:: Dataset rows ::

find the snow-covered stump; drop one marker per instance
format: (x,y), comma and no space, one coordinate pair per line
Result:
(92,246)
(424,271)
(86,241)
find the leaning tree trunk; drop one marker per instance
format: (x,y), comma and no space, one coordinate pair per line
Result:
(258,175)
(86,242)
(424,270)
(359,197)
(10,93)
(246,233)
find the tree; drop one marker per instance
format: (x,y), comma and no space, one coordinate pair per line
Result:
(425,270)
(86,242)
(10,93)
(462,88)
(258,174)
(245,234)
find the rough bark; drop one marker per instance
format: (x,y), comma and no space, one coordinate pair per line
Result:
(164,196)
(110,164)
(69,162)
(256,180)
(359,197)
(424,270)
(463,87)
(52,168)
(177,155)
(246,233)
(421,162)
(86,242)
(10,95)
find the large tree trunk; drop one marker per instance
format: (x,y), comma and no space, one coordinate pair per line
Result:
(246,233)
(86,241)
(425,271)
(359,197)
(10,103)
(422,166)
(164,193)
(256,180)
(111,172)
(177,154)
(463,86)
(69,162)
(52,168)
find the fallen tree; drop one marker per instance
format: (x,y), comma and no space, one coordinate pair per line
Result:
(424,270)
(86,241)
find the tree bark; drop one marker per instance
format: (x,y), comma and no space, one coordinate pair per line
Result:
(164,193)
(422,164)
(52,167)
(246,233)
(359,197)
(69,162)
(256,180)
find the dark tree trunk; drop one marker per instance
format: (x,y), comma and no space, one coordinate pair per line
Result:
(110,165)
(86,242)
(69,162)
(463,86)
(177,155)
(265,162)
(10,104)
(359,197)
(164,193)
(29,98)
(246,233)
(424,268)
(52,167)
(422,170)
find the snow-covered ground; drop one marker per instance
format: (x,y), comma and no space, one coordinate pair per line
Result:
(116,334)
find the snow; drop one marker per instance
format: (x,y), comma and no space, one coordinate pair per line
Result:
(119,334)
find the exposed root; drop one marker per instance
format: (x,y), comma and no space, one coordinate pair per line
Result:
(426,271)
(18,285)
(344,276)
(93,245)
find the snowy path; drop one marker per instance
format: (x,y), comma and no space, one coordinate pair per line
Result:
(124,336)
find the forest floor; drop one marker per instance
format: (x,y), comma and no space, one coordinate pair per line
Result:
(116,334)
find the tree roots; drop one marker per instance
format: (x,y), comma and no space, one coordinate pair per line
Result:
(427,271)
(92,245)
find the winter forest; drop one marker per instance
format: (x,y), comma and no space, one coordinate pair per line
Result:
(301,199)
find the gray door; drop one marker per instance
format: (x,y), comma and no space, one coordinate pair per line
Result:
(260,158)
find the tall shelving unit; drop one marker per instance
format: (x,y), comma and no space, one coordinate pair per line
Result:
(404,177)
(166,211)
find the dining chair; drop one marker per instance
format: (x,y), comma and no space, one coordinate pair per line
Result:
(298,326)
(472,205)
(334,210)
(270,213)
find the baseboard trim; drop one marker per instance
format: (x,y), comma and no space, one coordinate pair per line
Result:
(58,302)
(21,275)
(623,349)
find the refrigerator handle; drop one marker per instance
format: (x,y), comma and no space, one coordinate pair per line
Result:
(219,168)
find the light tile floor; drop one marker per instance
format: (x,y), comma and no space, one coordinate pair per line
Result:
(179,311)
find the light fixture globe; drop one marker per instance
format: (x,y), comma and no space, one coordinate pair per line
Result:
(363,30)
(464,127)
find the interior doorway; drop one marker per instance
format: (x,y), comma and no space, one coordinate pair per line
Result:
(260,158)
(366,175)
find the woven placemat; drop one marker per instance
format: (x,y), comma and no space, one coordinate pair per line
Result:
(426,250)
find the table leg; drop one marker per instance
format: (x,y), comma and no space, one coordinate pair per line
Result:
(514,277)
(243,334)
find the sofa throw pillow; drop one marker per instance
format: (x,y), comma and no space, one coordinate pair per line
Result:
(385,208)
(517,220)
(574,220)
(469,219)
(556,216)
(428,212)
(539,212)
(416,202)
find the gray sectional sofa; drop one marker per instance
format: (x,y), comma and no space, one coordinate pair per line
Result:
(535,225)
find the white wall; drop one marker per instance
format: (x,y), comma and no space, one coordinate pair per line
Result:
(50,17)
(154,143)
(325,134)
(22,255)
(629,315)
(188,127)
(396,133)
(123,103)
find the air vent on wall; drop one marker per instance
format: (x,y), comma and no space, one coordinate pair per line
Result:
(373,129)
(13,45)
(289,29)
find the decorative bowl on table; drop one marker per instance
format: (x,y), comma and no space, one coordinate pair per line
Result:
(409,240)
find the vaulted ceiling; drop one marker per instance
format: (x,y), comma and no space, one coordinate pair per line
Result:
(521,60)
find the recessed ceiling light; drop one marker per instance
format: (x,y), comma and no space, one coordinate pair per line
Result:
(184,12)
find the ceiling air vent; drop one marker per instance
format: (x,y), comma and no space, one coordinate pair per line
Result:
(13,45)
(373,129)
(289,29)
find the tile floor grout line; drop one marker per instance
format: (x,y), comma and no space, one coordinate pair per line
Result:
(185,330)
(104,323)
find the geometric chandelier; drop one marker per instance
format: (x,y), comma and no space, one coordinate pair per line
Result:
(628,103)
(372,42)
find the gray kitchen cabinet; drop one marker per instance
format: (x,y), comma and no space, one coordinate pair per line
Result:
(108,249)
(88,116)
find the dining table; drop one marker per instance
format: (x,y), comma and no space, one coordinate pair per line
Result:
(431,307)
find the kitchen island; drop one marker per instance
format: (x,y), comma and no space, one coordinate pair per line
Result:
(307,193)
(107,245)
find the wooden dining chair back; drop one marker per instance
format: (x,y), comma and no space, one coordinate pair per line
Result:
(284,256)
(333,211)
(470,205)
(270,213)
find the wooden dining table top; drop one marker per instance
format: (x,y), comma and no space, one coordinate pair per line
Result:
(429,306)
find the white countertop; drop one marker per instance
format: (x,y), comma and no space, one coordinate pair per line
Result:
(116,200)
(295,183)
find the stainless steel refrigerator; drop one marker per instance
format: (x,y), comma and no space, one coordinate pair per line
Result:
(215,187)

:::
:: Dataset rows ::

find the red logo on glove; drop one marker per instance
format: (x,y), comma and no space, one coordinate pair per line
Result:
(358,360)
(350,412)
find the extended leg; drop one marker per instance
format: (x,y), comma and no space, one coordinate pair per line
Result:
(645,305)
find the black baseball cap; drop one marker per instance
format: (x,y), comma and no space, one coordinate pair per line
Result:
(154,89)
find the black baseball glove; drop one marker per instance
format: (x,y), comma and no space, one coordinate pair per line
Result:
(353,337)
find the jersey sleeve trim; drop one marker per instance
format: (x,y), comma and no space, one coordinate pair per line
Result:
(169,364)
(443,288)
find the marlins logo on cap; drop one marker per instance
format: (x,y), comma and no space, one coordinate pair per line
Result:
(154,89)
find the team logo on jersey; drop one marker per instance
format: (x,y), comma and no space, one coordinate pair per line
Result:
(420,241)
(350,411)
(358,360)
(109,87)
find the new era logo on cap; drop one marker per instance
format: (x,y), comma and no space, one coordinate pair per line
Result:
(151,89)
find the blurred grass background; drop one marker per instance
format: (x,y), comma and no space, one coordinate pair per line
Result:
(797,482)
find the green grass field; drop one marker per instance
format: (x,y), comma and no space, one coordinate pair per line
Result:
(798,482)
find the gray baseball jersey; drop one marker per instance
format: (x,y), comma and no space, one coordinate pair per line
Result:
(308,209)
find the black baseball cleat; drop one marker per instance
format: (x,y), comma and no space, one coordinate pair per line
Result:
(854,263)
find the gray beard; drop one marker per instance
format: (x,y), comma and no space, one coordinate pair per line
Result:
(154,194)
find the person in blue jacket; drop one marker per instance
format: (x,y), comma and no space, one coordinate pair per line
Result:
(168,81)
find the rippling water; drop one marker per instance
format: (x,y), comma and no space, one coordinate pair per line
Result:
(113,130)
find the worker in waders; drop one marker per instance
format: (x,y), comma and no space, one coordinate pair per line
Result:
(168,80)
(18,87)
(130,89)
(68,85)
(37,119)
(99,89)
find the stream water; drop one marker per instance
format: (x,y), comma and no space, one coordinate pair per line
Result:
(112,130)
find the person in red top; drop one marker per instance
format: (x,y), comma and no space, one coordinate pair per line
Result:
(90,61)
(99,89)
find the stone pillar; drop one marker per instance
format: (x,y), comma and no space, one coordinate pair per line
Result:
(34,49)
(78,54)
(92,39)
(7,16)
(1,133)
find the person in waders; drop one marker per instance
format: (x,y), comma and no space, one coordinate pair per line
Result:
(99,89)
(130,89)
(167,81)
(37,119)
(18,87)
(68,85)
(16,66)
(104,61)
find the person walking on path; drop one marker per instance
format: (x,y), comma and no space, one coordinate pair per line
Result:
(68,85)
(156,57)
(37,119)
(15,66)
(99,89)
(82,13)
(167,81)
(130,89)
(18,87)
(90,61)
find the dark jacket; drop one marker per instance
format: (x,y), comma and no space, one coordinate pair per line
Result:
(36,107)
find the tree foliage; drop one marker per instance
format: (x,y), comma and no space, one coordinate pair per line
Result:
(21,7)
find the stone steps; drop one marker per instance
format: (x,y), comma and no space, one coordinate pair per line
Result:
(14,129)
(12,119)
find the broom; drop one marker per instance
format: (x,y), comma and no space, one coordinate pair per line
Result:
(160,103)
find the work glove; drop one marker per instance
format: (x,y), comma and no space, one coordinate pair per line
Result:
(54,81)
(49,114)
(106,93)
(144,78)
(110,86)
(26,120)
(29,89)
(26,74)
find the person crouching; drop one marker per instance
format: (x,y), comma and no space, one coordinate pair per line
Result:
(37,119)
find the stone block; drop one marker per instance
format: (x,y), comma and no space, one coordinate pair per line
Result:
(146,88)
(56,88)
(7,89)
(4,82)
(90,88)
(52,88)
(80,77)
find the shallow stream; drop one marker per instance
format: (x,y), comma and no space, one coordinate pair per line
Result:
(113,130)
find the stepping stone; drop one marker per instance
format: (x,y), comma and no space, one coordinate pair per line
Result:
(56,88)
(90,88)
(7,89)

:::

Requirements:
Locate every line in the records above that contains the word "stone" and copy each one.

In response:
find the stone pillar; drop one marker per instance
find the stone steps; drop one marker per instance
find the stone block; drop one marker per instance
find the stepping stone; drop one marker per instance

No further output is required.